[Source records]
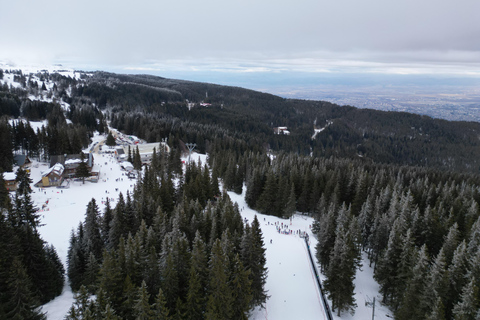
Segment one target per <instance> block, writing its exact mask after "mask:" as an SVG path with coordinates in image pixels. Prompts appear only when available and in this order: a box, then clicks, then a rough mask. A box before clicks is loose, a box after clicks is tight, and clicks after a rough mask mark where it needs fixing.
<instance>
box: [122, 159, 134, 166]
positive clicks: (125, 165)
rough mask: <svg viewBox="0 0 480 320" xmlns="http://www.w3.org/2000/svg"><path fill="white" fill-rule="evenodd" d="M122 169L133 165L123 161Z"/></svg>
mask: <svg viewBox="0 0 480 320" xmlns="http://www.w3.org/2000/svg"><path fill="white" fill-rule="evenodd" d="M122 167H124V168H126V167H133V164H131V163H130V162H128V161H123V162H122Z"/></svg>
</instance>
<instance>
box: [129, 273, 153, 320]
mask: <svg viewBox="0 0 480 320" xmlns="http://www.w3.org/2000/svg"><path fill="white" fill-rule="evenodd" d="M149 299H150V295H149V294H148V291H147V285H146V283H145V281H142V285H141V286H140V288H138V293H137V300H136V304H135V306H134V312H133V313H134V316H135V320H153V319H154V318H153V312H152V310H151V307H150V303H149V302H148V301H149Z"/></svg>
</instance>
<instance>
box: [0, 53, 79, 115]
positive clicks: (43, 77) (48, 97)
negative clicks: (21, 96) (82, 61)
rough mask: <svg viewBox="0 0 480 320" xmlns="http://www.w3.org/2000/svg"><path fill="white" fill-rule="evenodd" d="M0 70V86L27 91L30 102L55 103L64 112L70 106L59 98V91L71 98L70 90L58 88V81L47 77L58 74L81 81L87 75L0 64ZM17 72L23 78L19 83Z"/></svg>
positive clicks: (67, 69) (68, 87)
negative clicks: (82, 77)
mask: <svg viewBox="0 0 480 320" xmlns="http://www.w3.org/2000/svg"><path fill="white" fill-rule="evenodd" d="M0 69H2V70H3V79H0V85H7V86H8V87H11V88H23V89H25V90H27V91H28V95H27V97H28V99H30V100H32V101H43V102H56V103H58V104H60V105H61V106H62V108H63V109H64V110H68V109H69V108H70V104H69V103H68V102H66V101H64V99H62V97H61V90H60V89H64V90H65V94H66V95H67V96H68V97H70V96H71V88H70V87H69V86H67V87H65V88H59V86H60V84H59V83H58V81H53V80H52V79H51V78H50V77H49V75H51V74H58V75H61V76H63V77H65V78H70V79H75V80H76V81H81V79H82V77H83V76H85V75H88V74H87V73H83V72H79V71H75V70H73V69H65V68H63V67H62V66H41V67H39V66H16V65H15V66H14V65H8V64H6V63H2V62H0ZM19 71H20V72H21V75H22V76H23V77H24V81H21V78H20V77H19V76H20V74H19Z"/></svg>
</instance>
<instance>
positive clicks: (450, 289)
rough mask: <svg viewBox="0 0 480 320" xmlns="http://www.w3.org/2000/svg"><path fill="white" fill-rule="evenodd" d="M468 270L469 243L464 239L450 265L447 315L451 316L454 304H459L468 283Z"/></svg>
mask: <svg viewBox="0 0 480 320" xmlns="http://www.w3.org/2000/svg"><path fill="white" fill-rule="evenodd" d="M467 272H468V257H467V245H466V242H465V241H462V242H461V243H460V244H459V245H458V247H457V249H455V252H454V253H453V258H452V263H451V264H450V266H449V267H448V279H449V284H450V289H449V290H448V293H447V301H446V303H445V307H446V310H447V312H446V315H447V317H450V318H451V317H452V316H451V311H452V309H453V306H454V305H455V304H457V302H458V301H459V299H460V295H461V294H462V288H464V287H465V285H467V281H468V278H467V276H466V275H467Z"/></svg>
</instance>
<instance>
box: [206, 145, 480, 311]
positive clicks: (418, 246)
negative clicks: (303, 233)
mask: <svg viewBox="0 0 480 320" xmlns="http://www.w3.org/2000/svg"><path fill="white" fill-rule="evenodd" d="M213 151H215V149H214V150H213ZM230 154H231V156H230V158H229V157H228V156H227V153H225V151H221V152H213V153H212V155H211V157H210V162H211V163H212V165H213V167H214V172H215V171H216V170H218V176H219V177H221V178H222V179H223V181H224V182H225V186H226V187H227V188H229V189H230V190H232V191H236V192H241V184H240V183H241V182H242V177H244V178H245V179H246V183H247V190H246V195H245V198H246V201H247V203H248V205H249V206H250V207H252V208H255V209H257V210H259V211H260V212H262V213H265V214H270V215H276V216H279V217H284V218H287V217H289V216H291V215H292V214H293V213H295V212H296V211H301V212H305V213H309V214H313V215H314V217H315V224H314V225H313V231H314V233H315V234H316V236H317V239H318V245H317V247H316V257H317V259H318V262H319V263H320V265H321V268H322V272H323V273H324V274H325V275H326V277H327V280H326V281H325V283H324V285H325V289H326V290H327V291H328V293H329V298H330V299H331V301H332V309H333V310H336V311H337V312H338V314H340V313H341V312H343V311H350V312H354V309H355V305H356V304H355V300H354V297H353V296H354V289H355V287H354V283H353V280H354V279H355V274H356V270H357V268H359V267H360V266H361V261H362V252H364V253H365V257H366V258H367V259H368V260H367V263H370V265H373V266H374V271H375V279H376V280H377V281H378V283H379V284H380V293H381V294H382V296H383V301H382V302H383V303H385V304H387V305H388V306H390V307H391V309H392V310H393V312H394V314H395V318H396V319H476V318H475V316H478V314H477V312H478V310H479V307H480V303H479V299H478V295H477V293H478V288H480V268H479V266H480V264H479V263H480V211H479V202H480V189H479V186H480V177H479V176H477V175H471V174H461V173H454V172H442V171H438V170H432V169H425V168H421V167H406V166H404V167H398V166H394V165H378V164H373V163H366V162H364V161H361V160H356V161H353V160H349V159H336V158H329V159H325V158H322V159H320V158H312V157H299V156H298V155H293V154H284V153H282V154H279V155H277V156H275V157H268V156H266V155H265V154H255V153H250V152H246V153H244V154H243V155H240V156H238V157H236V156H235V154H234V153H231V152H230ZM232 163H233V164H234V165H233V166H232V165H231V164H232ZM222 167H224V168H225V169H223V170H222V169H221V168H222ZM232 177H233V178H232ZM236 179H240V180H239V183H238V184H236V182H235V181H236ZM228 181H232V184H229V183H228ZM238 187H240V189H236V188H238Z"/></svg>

What the exercise asks:
Copy out each line of the material above that contains the string "positive".

The completed task:
positive clicks: (125, 165)
positive clicks: (43, 77) (48, 97)
positive clicks: (67, 69) (68, 87)
positive clicks: (450, 289)
positive clicks: (418, 246)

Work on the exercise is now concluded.